### Requirements
Extract every line of the records below that contains the string "bird", copying each line unchanged.

### Input records
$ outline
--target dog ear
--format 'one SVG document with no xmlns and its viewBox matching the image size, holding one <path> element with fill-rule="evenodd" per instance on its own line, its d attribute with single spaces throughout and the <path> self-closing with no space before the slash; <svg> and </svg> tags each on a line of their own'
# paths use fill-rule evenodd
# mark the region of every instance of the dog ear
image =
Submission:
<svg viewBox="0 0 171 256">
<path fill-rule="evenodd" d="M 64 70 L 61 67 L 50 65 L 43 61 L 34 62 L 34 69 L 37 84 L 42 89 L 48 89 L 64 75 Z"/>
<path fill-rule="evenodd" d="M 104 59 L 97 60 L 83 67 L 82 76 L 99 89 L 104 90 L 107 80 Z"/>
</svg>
--
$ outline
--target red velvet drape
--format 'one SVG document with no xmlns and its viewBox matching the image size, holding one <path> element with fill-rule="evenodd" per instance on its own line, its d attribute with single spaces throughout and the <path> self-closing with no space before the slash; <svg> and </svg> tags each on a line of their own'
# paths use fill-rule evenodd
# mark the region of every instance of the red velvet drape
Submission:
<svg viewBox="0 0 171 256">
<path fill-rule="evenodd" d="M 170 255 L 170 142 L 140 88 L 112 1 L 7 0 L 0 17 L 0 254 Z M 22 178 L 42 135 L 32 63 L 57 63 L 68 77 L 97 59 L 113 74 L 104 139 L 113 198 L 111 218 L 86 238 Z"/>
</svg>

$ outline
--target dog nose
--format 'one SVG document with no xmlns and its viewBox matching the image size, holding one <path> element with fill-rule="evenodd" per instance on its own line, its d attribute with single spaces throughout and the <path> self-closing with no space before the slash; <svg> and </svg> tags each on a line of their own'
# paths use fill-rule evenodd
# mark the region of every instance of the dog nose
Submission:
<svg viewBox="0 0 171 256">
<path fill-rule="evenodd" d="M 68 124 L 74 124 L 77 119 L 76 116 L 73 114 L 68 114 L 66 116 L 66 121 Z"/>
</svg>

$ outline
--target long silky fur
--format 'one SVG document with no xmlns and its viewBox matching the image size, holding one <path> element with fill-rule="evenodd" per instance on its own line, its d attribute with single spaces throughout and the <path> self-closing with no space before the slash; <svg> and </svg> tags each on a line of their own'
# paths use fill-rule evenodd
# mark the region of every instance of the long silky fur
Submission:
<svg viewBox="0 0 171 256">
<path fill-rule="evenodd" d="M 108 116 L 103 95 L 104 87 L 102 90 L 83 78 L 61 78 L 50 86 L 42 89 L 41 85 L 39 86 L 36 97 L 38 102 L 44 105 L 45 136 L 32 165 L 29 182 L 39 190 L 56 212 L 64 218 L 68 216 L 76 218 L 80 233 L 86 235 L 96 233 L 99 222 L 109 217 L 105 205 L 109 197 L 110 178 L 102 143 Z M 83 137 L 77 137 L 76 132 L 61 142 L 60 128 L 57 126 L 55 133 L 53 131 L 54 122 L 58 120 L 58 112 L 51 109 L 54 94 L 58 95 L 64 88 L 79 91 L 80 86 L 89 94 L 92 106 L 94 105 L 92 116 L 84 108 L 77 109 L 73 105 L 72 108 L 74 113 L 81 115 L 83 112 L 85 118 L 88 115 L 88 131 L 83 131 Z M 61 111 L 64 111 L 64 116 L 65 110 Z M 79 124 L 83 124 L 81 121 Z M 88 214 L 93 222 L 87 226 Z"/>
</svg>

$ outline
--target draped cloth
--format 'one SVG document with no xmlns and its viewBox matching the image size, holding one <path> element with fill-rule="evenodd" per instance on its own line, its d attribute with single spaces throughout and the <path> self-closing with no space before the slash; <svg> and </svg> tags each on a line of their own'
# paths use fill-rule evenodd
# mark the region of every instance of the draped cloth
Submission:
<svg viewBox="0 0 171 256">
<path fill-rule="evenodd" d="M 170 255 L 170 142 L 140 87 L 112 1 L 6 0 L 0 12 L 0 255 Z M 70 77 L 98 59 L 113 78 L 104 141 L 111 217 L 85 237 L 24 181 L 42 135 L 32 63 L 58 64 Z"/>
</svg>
...
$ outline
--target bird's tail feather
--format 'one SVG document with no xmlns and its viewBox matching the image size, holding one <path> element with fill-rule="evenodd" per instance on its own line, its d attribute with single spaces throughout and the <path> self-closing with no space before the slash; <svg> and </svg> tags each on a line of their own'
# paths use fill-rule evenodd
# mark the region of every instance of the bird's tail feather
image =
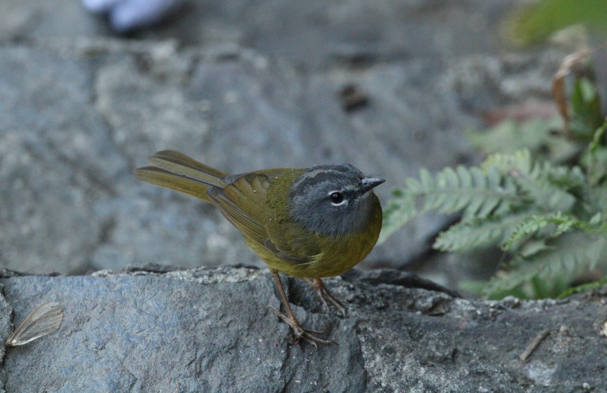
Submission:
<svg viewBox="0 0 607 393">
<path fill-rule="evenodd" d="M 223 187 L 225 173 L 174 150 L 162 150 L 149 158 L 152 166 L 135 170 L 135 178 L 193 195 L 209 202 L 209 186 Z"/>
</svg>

### Output
--target bird's tail feather
# mark the region of every instance of the bird's tail feather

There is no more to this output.